-- Quoted passage --
In a Financial Industry Arbitration Statement of Claim filed in October 2011, registered persons Davis and Skow named public customers Stephen and Patricia Rugg as part of what I would charitably call the moronic "legal fiction" required to pursue the expungement of a registered person's Central Registration Depository records ("CRD"). According to the FINRA Arbitration Decision:
The cause of action relates to an amended complaint brought by Respondents in the United States District Court for the Western District of Louisiana on or about February 17, 2010 in which Respondents asserted, among other things, that Claimants did not re-adjust their portfolio of unspecified mutual funds as Respondents neared retirement.
The public customer Respondents notified FINRA that they did not take a position concerning the Statement of Claim and did not plan to participate in the expungement proceedings. In the Matter of the FINRA Arbitration Between Daniel A. Davis and Jerome R. Skow, Claimants, vs. Stephen H. Rugg and Patricia A. Rugg, Respondents (FINRA Arbitration 11-03913, June 11, 2012).
SIDE BAR: A respondent seeking expungement relief in an arbitration must obtain a ruling from the arbitrators in accordance with the standards set forth in FINRA Rule 2080 (formerly NASD Rule 2130).

-- Exercise set --
- 1) Answer these about the FINRA arbitration passage:
(a) In what month and year was the Statement of Claim filed?
(b) In which court was the amended complaint brought?
(c) Which FINRA rule was formerly NASD Rule 2130?
- 2) Who are the people named in the FINRA arbitration passage? Give each full name as it appears in the case title.
The material that follows comes from a different source than the passage above.

-- Given material --

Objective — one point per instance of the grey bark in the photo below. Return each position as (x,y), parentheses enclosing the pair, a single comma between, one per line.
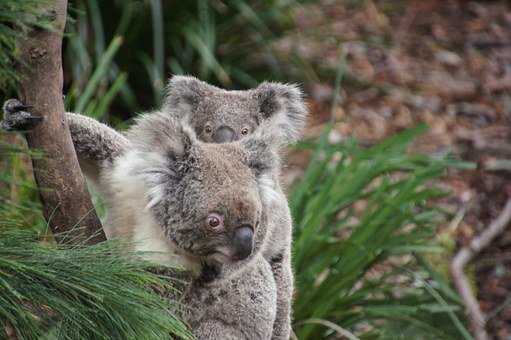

-- Solutions by task --
- 1)
(a) October 2011
(b) The United States District Court for the Western District of Louisiana
(c) FINRA Rule 2080

- 2)
- Daniel A. Davis
- Jerome R. Skow
- Stephen H. Rugg
- Patricia A. Rugg